Show each line of the records below that contains the word "porch". Case counts.

>> BEGIN RECORDS FOR THIS TASK

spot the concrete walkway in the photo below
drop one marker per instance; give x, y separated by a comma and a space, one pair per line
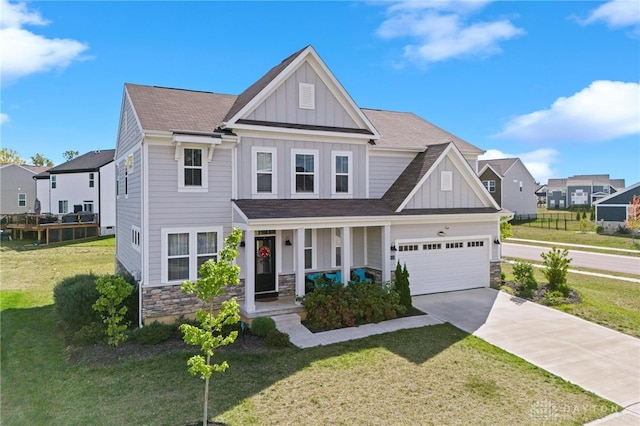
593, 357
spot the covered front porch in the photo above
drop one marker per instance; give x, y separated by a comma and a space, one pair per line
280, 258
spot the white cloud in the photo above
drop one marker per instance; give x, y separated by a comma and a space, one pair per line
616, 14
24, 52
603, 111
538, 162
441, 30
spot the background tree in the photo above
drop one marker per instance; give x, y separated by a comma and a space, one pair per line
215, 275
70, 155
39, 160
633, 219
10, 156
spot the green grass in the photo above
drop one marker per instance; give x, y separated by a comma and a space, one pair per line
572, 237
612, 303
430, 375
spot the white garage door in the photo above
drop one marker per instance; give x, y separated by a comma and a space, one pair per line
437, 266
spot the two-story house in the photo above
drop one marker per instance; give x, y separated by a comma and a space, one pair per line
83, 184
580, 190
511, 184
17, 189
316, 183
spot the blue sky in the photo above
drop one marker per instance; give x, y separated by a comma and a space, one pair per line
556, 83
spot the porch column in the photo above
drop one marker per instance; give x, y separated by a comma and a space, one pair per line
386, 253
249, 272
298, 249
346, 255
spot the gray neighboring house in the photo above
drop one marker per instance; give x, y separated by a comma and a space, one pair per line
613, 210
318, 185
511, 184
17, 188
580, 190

>> END RECORDS FOR THIS TASK
>> BEGIN RECORDS FOR THIS TASK

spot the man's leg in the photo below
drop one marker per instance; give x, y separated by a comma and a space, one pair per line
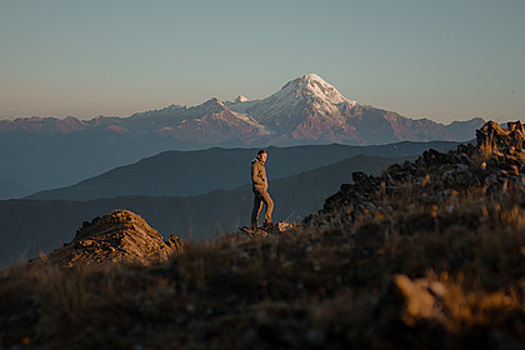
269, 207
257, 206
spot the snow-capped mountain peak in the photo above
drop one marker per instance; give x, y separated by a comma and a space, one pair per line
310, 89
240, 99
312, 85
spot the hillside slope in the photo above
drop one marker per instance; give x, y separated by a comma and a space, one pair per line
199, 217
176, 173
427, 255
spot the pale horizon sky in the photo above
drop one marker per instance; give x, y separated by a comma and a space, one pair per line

>> END RECORDS FOR THIS TASK
>> BEGIN RECORDS FOR THIS TASK

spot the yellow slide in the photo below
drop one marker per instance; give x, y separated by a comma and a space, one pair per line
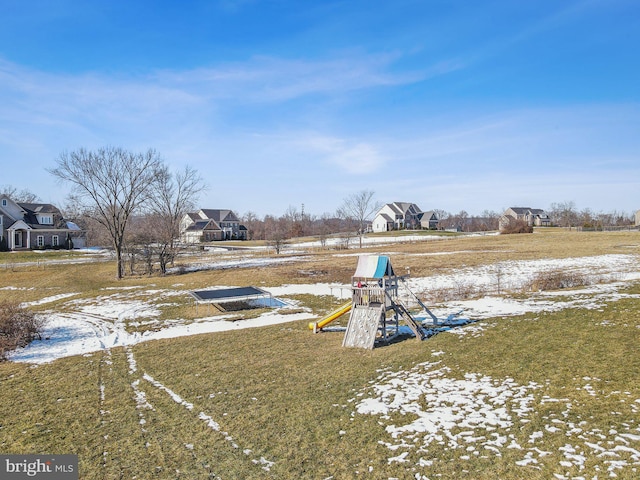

>> END RECORDS FOR THIS TASK

▶ **FINAL RESULT**
spot the covered front porch in the photo above
spot the porch column in the photo above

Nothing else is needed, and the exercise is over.